▸ Consegna 1
Secondo il brano sull'Assemblea cittadina, dove e quando si riuniranno i cittadini attivi?
▸ Consegna 2
Riscrivi il brano sull'Assemblea cittadina a partire da "Far chiarezza per" e fino a "confronto di idee.", mettendo "biciclette" al posto di "carriole".
▸ Consegna 3
Elenca tutti gli oggetti che il brano sull'Assemblea cittadina presenta come simboli.

▸ Brano scelto
= = = = =
Far chiarezza per guardare avanti

I simboli sono importanti. Tratteggiano il percorso delle idee e delle azioni.
Le carriole: segno di rinascita e di consapevolezza che ha valicato i confini della città terremotata. Assurgendo a prorompente simbolo di cittadinanza consapevole e attiva. E di speranza. Per molti.
Il tendone di piazza Duomo: simbolo anch'esso. Di azione che diventa sostanza. Spazio aperto alle proposte ed al confronto di idee.
Le carriole risorte dopo il letargo imposto dagli eventi e da chi in esse ravvisa un'aggregazione troppo destabilizzante per le istituzioni; il tendone sparito fisicamente. Non inaspettatamente. Poca chiarezza c'è stata: in pochi sapevano perché il tendone fosse lì. E chi per esso pagasse. Nell'aria c'era già il sentore che sarebbe stato rimosso. Il proprietario, imprenditore aquilano e cittadino attivo, ne ventilava la rimozione da tempo. L'ha messa in atto, giustamente dal solo punto di vista dell'imprenditore, venerdì scorso. Stanco dei malcelati dissapori interni e di alcune prese di posizione dure e decise. Che chiedevano, comunque, chiarezza. I cittadini attivi son rimasti spiazzati. Ed amareggiati. E' stato come perdere la casa per la seconda volta. E l'identità faticosamente conquistata. Ma l'Assemblea cittadina non è solo un luogo fisico. E', principalmente, la forza e la determinazione delle persone che la animano. L'Assemblea non muore. Va ripensata e ristrutturata con l'obiettivo dell'efficienza e dell'incisività. I cittadini attivi son cresciuti. Di numero ed in consapevolezza. E non si fermano. Si riuniranno mercoledì 15 settembre, sotto i portici della Banca D'Italia, alle ore 18, portando le sedie da "casa". La sedia che diventa nuovo simbolo. Di determinazione. Il centro storico non può essere abbandonato. L'Assemblea non può essere abbandonata. E le nubi, alimentate dal silenzio alle domande senza risposta, seppur più volte sollecitate, vanno fugate, superando il tipico perbenismo ipocrita di provincia.
= = = = =
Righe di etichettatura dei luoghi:

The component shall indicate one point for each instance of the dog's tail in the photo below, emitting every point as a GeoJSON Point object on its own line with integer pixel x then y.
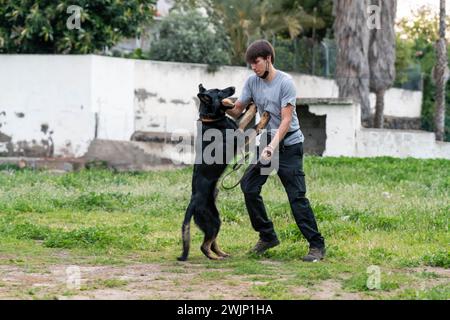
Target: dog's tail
{"type": "Point", "coordinates": [186, 235]}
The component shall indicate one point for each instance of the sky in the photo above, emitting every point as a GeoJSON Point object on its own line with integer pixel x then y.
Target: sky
{"type": "Point", "coordinates": [404, 7]}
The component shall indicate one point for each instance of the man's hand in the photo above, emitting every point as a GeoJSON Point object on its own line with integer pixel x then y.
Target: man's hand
{"type": "Point", "coordinates": [236, 111]}
{"type": "Point", "coordinates": [267, 153]}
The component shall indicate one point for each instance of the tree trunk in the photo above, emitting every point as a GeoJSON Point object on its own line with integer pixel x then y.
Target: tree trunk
{"type": "Point", "coordinates": [352, 38]}
{"type": "Point", "coordinates": [440, 77]}
{"type": "Point", "coordinates": [379, 110]}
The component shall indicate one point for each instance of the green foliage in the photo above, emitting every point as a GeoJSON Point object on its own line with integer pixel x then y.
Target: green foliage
{"type": "Point", "coordinates": [30, 26]}
{"type": "Point", "coordinates": [415, 46]}
{"type": "Point", "coordinates": [247, 20]}
{"type": "Point", "coordinates": [190, 37]}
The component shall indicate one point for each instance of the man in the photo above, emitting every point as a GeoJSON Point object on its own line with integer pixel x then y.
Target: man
{"type": "Point", "coordinates": [274, 91]}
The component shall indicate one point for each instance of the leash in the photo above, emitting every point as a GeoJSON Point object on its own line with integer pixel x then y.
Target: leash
{"type": "Point", "coordinates": [237, 164]}
{"type": "Point", "coordinates": [235, 168]}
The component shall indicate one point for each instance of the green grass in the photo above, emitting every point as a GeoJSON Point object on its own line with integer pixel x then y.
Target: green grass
{"type": "Point", "coordinates": [392, 213]}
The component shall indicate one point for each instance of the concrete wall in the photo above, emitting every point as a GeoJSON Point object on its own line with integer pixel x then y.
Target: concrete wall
{"type": "Point", "coordinates": [165, 93]}
{"type": "Point", "coordinates": [48, 103]}
{"type": "Point", "coordinates": [342, 119]}
{"type": "Point", "coordinates": [399, 144]}
{"type": "Point", "coordinates": [57, 105]}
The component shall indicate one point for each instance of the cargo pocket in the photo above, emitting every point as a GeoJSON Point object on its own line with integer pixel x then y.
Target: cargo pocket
{"type": "Point", "coordinates": [299, 177]}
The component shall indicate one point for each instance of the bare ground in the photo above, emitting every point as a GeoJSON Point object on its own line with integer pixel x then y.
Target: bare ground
{"type": "Point", "coordinates": [157, 281]}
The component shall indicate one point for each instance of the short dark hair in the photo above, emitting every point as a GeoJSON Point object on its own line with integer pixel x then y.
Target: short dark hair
{"type": "Point", "coordinates": [260, 48]}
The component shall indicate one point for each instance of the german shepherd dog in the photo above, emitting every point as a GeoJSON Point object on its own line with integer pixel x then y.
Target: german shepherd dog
{"type": "Point", "coordinates": [205, 176]}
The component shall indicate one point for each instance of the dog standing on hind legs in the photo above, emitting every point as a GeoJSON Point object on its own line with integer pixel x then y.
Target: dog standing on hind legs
{"type": "Point", "coordinates": [202, 206]}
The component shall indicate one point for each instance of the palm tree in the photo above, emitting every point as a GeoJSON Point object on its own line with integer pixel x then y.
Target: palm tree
{"type": "Point", "coordinates": [352, 38]}
{"type": "Point", "coordinates": [382, 56]}
{"type": "Point", "coordinates": [440, 75]}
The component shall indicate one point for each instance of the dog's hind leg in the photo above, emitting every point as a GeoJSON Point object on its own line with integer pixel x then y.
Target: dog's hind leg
{"type": "Point", "coordinates": [210, 229]}
{"type": "Point", "coordinates": [186, 232]}
{"type": "Point", "coordinates": [215, 248]}
{"type": "Point", "coordinates": [206, 249]}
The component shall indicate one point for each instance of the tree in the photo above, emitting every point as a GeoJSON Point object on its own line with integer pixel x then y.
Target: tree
{"type": "Point", "coordinates": [30, 26]}
{"type": "Point", "coordinates": [352, 38]}
{"type": "Point", "coordinates": [190, 37]}
{"type": "Point", "coordinates": [248, 20]}
{"type": "Point", "coordinates": [440, 75]}
{"type": "Point", "coordinates": [382, 56]}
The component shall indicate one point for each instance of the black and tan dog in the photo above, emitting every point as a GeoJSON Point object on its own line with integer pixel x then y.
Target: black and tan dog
{"type": "Point", "coordinates": [213, 105]}
{"type": "Point", "coordinates": [205, 176]}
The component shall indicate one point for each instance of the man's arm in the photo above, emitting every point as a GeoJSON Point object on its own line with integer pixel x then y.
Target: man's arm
{"type": "Point", "coordinates": [286, 118]}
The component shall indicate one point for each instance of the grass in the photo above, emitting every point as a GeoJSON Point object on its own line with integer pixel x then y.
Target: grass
{"type": "Point", "coordinates": [391, 213]}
= = = = =
▸ Soluzione 1
Mercoledì 15 settembre alle ore 18, sotto i portici della Banca D'Italia.

▸ Soluzione 2
Far chiarezza per guardare avanti

I simboli sono importanti. Tratteggiano il percorso delle idee e delle azioni.
Le biciclette: segno di rinascita e di consapevolezza che ha valicato i confini della città terremotata. Assurgendo a prorompente simbolo di cittadinanza consapevole e attiva. E di speranza. Per molti.
Il tendone di piazza Duomo: simbolo anch'esso. Di azione che diventa sostanza. Spazio aperto alle proposte ed al confronto di idee.

▸ Soluzione 3
Le carriole, il tendone di piazza Duomo, la sedia.